● **Directions**: All records are to be printed exactly as they appear.

Referring expression data
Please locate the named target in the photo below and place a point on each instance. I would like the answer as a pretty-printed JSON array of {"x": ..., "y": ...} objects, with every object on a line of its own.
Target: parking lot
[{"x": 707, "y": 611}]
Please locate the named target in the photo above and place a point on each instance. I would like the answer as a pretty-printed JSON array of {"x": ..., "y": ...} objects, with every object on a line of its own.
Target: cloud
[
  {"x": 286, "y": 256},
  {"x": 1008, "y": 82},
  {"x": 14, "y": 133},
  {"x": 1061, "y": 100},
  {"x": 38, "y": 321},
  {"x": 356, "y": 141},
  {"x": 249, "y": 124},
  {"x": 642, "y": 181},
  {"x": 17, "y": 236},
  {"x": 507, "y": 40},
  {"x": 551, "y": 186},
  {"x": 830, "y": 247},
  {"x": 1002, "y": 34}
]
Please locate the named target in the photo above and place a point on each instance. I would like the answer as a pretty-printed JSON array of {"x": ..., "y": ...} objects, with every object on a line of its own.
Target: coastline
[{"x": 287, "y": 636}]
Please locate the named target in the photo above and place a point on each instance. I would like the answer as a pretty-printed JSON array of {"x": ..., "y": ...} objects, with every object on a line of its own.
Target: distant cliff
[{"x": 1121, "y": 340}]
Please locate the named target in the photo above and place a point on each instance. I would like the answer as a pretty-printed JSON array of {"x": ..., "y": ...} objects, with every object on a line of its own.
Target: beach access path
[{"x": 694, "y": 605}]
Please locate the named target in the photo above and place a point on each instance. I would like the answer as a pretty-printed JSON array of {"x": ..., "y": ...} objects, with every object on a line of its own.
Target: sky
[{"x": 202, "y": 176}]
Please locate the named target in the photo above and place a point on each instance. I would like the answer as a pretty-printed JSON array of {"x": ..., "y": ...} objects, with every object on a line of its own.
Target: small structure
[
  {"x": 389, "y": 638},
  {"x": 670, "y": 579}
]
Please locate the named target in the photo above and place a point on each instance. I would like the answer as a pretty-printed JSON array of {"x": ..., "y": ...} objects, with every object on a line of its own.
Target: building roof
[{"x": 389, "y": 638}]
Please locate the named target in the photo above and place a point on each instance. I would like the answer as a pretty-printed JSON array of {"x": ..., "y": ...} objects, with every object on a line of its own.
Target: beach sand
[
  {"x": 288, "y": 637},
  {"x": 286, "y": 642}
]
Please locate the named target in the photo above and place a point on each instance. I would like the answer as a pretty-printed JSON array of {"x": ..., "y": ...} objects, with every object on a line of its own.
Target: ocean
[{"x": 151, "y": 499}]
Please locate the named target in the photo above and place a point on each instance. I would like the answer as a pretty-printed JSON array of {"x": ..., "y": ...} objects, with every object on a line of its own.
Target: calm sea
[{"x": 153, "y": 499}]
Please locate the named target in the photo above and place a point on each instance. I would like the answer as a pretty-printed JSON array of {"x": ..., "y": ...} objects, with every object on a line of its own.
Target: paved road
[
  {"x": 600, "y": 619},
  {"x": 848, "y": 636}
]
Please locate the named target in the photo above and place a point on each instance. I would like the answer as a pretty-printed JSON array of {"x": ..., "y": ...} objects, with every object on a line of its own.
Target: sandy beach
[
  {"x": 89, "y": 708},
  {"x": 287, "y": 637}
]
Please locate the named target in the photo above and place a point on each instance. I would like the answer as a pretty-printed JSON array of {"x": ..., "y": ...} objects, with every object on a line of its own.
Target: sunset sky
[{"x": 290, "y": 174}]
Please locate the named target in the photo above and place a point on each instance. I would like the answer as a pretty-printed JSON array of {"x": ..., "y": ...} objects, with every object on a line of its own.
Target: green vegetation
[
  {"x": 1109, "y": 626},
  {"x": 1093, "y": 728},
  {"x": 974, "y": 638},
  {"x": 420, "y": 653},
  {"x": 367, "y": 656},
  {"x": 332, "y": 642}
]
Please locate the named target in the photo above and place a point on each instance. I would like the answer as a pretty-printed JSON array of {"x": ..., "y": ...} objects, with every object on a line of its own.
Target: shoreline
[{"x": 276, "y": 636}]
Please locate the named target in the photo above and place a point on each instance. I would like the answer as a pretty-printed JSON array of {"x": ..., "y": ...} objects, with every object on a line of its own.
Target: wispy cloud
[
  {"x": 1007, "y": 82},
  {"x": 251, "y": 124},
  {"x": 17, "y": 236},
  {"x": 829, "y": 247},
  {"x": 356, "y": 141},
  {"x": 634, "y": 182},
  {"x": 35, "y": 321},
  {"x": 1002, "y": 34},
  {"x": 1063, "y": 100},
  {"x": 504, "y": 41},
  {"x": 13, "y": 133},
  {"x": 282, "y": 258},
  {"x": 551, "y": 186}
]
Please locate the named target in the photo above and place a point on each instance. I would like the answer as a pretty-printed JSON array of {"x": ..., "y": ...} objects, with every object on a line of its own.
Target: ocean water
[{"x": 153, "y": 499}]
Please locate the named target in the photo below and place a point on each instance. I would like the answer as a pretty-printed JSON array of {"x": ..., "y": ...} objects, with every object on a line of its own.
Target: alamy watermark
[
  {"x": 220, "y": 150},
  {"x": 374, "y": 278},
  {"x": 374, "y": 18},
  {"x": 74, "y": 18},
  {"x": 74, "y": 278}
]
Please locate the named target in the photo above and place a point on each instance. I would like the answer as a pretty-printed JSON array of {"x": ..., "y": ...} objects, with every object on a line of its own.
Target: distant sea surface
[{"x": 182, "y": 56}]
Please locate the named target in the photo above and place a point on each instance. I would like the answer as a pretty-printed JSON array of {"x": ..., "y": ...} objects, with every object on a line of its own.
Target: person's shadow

● **Your response**:
Please locate the named target in the photo below and place a point on each instance. I would like the answer as a pretty-printed JSON array of {"x": ..., "y": ...} objects, with every object on a line of its own.
Target: parking lot
[{"x": 707, "y": 611}]
Please locate the named target in the photo above and place a point on each instance. I would like the answer as a pretty-printed JSON array of {"x": ..., "y": ...} objects, with every object on a line of its own.
Target: cloud
[
  {"x": 286, "y": 256},
  {"x": 1008, "y": 82},
  {"x": 14, "y": 133},
  {"x": 1061, "y": 100},
  {"x": 38, "y": 321},
  {"x": 356, "y": 141},
  {"x": 249, "y": 124},
  {"x": 642, "y": 181},
  {"x": 17, "y": 236},
  {"x": 507, "y": 40},
  {"x": 551, "y": 186},
  {"x": 830, "y": 247},
  {"x": 1002, "y": 34}
]
Please locate the named target in the photo above and place a point on each instance. I would like the answer as a pretty-printed JSON array of {"x": ..., "y": ...} objects, with every object on a line of its own.
Target: coastline
[{"x": 287, "y": 636}]
Please locate the named target in the photo above and place a point on each instance. I would like the answer as a pretty-printed JSON array of {"x": ..., "y": ...} objects, with every object on a line of its own.
Target: distant cliff
[{"x": 1121, "y": 340}]
Please locate the named target in the photo above and place a point on each instance. I would like the answer as a pretty-printed JSON array of {"x": ..., "y": ...} objects, with every object on a line of its own.
Target: beach access path
[{"x": 694, "y": 605}]
Please locate the named target in the photo above and place a point on each instance. I would like the answer as a pretty-printed JSON array of {"x": ..., "y": ...} objects, with every object on a line of its own.
Target: sky
[{"x": 202, "y": 176}]
Please locate the named target in the photo above and place a point on each instance. I would like the answer as a pretty-printed JSON array of {"x": ..., "y": ...} objects, with every object on a line of its own.
Target: small structure
[
  {"x": 389, "y": 638},
  {"x": 670, "y": 579}
]
Please locate the named target in the photo above and place a point on each instance. I would like the answer as a pretty-printed JSON array of {"x": ..., "y": ...} objects, with every object on a line of its own.
Target: building roof
[{"x": 389, "y": 638}]
Please locate the named target in the photo above and place a point on each instance. I would like the answer as a pretty-printed JSON array of {"x": ..., "y": ...} objects, with every object on a line of its own.
Target: beach sand
[
  {"x": 288, "y": 637},
  {"x": 286, "y": 642}
]
Please locate the named target in the photo above and place a point on each instance. I would like the answer as a pretty-printed JSON array of {"x": ..., "y": ...} objects, with every object on a line of its own.
Target: ocean
[{"x": 151, "y": 499}]
Please locate the named target in the photo above and place a point on each instance. I would like the answer as a pretty-printed JSON array of {"x": ..., "y": ...} objects, with every object on a line of its own.
Target: calm sea
[{"x": 153, "y": 499}]
Please locate the named target in the photo above and place a point on each instance. I would like the answer as a pretty-printed JSON array of {"x": ..., "y": ...} objects, with every object on a line of its own.
Target: paved road
[
  {"x": 600, "y": 619},
  {"x": 848, "y": 636}
]
Please locate the named target in the photo above and place a point on each instance. I would like the answer as a pretty-printed JSON array of {"x": ..., "y": ...} objects, with every object on a line of its own.
Target: sandy beach
[
  {"x": 89, "y": 708},
  {"x": 287, "y": 637}
]
Please locate the named target in the photo above and place a point on each instance. I would like the answer as a pretty-printed JSON array of {"x": ..., "y": ...} objects, with every object on a line of its own.
Target: sunset sky
[{"x": 290, "y": 174}]
Please locate the named target in the photo above and place a point on each instance. I would like the answer as a pretty-printed JSON array of {"x": ..., "y": ...} objects, with every object on a line of its own.
Target: green vegetation
[
  {"x": 1109, "y": 626},
  {"x": 1093, "y": 728},
  {"x": 974, "y": 638},
  {"x": 420, "y": 653},
  {"x": 367, "y": 656},
  {"x": 332, "y": 642}
]
Please locate the named target in the photo above and place a point on each instance. I would like the answer as a pretty-printed JSON array of {"x": ..., "y": ...} objects, with every object on a line of its own.
Target: shoreline
[{"x": 276, "y": 636}]
Please locate the named target in the photo above and place a point on each instance. I would like the answer as a pretty-printed JSON array of {"x": ..., "y": ...} objects, with every object on a line of its own.
Target: wispy cloud
[
  {"x": 1007, "y": 82},
  {"x": 251, "y": 124},
  {"x": 17, "y": 236},
  {"x": 829, "y": 247},
  {"x": 356, "y": 141},
  {"x": 634, "y": 182},
  {"x": 35, "y": 321},
  {"x": 1002, "y": 34},
  {"x": 1063, "y": 100},
  {"x": 504, "y": 41},
  {"x": 13, "y": 133},
  {"x": 282, "y": 258},
  {"x": 551, "y": 186}
]
Please locate the named target in the photo above and place a point on each instance. I would like the answer as a pretty-printed JSON array of {"x": ..., "y": ...} objects, with every object on a line of its own.
Target: ocean water
[{"x": 153, "y": 499}]
Please locate the named target in the photo below and place a point on each instance. I would like the answer as a pretty-printed JSON array of {"x": ..., "y": ...} objects, with every object on a line of its own.
Target: alamy watermark
[
  {"x": 220, "y": 150},
  {"x": 374, "y": 278},
  {"x": 374, "y": 18},
  {"x": 74, "y": 18},
  {"x": 74, "y": 278}
]
Please locate the named target in the photo above and place a point on each instance. I would like the answer as a pretty-printed JSON array of {"x": ..., "y": ...} objects, with every object on a line of its own.
Target: distant sea surface
[{"x": 182, "y": 56}]
Please locate the named target in the photo above and place a point on each instance. I would like the answer as a pretty-printed JSON array of {"x": ..., "y": ...} objects, with every object on a line of its own.
Target: person's shadow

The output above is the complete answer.